[Start Text provided]

OpenNMT / OpenNMT-py

Open Source Neural Machine Translation and (Large) Language Models in PyTorch
https://opennmt.net/
MIT License
6.67k stars 2.24k forks source link

Canʻt get past Sentencepiece subword tokenization with pretrained embeddings #2581

Closed HURIMOZ closed 2 months ago

HURIMOZ commented 2 months ago

Hi, Iʻm building a bilingual translation model (Transformer) with SentencePiece subword tokenization for both source and target data, and with subword pretrained embeddings for the source data.

The system will not be happy with a simple command like onmt_train -config config.yaml as it will throw this error: onmt_train: error: the following arguments are required: -src_vocab/–src_vocab even though the config file is correctly pointing at those vocab files generated by sentencepiece.

So I try command onmt_train -config config.yaml -src_vocab data/src_spm.vocab -tgt_vocab data/tgt_spm.vocab -gpu_ranks 0 but then I get this error: AssertionError: -save_data should be set if use pretrained embeddings

So I tried to rebuild vocabularies with the onmt_build_vocab module: onmt_build_vocab -config config.yaml -n_sample 80000 -save_data data/processed -src_vocab data/src_spm.vocab -tgt_vocab data/tgt_spm.vocab but again I got stuck with this error: raise IOError(f"path {path} exists, stop.") OSError: path data/src_spm.vocab exists, stop.

Given that I have already trained my SentencePiece models and vocabs I should not need to run onmt_build_vocab to create separate vocabulary files again. The SentencePiece models (src_spm.model and tgt_spm.model) and their corresponding vocabularies (src_spm.vocab and tgt_spm.vocab) should suffice for training, right?

Any help welcome! Thank you, Tamatoa

[End Text provided]

Exercise prompt:
Update the passage of the SentencePiece tokenization post from "HURIMOZ commented 2" to "generated by sentencepiece." so that "bilingual" becomes "multilingual".

[Start Source excerpt]

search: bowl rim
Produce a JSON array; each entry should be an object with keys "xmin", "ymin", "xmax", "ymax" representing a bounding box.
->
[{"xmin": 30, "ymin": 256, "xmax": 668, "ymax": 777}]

[End Source excerpt]

Answer:
HURIMOZ commented 2 months ago

Hi, Iʻm building a multilingual translation model (Transformer) with SentencePiece subword tokenization for both source and target data, and with subword pretrained embeddings for the source data.

The system will not be happy with a simple command like onmt_train -config config.yaml as it will throw this error: onmt_train: error: the following arguments are required: -src_vocab/–src_vocab even though the config file is correctly pointing at those vocab files generated by sentencepiece.